== The problem ==
Quote the listing below, every line of it, with no changes.

[BEGIN]

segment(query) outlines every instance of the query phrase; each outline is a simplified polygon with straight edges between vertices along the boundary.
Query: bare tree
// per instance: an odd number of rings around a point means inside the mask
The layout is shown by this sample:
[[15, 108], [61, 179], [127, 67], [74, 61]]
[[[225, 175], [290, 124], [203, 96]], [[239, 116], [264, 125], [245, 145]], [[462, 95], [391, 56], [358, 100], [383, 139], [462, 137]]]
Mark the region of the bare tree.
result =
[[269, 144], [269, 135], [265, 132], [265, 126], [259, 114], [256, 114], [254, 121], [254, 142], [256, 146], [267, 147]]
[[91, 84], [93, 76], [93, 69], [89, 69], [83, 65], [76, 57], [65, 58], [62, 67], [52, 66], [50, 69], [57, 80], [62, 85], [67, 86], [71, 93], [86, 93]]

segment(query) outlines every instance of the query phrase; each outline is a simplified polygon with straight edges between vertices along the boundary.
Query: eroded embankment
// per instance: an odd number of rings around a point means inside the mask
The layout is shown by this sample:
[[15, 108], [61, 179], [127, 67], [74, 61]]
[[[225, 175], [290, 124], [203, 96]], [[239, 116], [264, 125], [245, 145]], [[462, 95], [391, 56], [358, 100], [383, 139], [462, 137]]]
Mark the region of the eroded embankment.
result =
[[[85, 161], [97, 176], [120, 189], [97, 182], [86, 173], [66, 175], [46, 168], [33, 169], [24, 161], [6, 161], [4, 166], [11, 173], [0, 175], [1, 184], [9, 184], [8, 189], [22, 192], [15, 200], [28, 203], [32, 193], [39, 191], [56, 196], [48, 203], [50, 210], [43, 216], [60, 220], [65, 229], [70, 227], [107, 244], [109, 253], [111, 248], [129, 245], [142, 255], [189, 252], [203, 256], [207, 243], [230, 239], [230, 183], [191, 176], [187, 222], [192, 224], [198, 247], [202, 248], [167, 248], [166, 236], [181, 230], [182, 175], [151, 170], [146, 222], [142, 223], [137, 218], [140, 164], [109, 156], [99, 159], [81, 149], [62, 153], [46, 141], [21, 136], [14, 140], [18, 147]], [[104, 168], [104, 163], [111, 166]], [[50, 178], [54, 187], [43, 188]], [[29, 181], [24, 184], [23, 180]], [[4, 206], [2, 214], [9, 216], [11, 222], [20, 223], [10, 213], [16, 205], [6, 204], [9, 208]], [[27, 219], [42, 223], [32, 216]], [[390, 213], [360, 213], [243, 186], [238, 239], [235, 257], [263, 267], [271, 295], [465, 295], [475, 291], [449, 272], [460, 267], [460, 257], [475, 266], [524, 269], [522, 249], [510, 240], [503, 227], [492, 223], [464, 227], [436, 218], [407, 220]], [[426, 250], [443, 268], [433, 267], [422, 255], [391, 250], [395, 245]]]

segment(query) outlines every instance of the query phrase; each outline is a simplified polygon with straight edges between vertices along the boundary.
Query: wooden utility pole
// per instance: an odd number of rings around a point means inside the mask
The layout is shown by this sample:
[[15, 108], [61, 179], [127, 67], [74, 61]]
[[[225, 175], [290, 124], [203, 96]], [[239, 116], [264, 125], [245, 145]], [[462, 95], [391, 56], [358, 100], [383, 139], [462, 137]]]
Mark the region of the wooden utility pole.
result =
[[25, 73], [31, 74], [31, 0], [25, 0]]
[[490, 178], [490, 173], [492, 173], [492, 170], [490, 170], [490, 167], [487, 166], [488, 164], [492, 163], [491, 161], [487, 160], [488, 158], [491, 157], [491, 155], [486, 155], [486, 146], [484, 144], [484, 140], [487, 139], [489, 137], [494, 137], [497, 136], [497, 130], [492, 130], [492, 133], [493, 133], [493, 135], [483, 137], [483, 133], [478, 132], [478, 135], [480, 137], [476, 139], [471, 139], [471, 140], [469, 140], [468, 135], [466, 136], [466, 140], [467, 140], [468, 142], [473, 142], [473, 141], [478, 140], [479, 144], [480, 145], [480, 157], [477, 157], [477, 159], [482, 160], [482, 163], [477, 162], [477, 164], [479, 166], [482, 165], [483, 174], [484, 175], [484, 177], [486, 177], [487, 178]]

[END]

== In response ==
segment(query) outlines every instance of the query phrase; each outline is a simplified polygon with straight edges between vertices along the boundary.
Query: bare tree
// per instance: an odd number of rings around a point means inside the mask
The layout is shown by this sample:
[[15, 108], [61, 179], [127, 67], [74, 61]]
[[[225, 175], [290, 124], [203, 96]], [[239, 116], [264, 125], [245, 145]], [[462, 95], [391, 56], [358, 100], [383, 139], [462, 137]]]
Mark the region of the bare tree.
result =
[[269, 144], [269, 135], [265, 132], [265, 126], [259, 114], [256, 114], [254, 121], [254, 142], [256, 146], [267, 147]]
[[91, 84], [93, 76], [93, 69], [89, 69], [83, 65], [76, 57], [65, 58], [62, 67], [52, 66], [50, 69], [57, 80], [62, 85], [67, 86], [71, 93], [86, 93]]

segment(query) outlines every instance of the query phrase; each outline is a simplified polygon with straight edges between vertices along the boundary.
Query: eroded embankment
// per instance: an odd number of rings around a point means inside the mask
The layout is shown by this sample:
[[15, 108], [61, 179], [127, 67], [74, 61]]
[[[225, 175], [290, 124], [203, 96]], [[239, 116], [264, 125], [245, 145]], [[462, 95], [391, 56], [358, 100], [383, 139], [462, 137]]]
Mark the region of the eroded embankment.
result =
[[[85, 161], [97, 176], [120, 189], [97, 182], [86, 173], [66, 175], [46, 168], [33, 169], [24, 161], [6, 161], [4, 166], [11, 173], [0, 175], [1, 184], [9, 184], [8, 189], [22, 192], [15, 200], [28, 203], [32, 193], [39, 191], [56, 196], [48, 203], [50, 210], [43, 216], [60, 220], [65, 229], [70, 227], [107, 244], [109, 253], [111, 248], [129, 245], [142, 255], [189, 252], [203, 256], [207, 243], [230, 239], [230, 183], [191, 176], [187, 222], [192, 224], [198, 247], [202, 248], [167, 248], [166, 236], [181, 230], [182, 175], [151, 170], [146, 222], [142, 223], [137, 218], [140, 164], [109, 156], [99, 159], [81, 149], [62, 153], [46, 141], [21, 136], [14, 140], [18, 147]], [[104, 168], [104, 163], [111, 166]], [[50, 178], [54, 187], [43, 188]], [[29, 181], [24, 184], [23, 180]], [[4, 206], [2, 214], [9, 216], [11, 222], [20, 223], [10, 213], [16, 205], [6, 204], [9, 208]], [[27, 219], [42, 223], [32, 216]], [[390, 213], [360, 213], [243, 186], [238, 239], [235, 257], [263, 267], [271, 295], [465, 295], [475, 291], [449, 272], [460, 267], [460, 257], [475, 266], [524, 269], [522, 249], [510, 240], [503, 227], [492, 223], [464, 227], [436, 218], [407, 220]], [[426, 250], [443, 268], [433, 267], [422, 255], [391, 250], [395, 245]]]

segment(query) outlines every instance of the query phrase; each outline is a simplified polygon with straight edges between vertices along the boundary.
Query: wooden utility pole
// per instance: an odd number of rings around a point means inside the mask
The layout is shown by this sample:
[[15, 108], [61, 179], [127, 67], [74, 61]]
[[[225, 175], [290, 124], [203, 96]], [[239, 116], [264, 125], [245, 145]], [[462, 95], [391, 56], [358, 100], [383, 139], [462, 137]]]
Mark the region of the wooden utility pole.
result =
[[25, 73], [31, 74], [31, 0], [25, 0]]
[[490, 178], [490, 173], [492, 173], [492, 170], [490, 170], [490, 167], [487, 166], [488, 164], [492, 163], [491, 161], [487, 160], [488, 158], [491, 157], [491, 155], [486, 155], [486, 146], [484, 144], [484, 140], [487, 139], [489, 137], [494, 137], [497, 136], [497, 130], [492, 130], [492, 133], [493, 133], [493, 135], [483, 137], [483, 133], [478, 132], [478, 135], [480, 137], [476, 139], [471, 139], [471, 140], [469, 140], [468, 135], [466, 136], [466, 140], [467, 140], [468, 142], [473, 142], [473, 141], [478, 140], [479, 144], [480, 145], [480, 157], [477, 157], [477, 159], [482, 160], [482, 163], [477, 162], [477, 164], [479, 166], [482, 165], [483, 174], [484, 175], [484, 177], [486, 177], [487, 178]]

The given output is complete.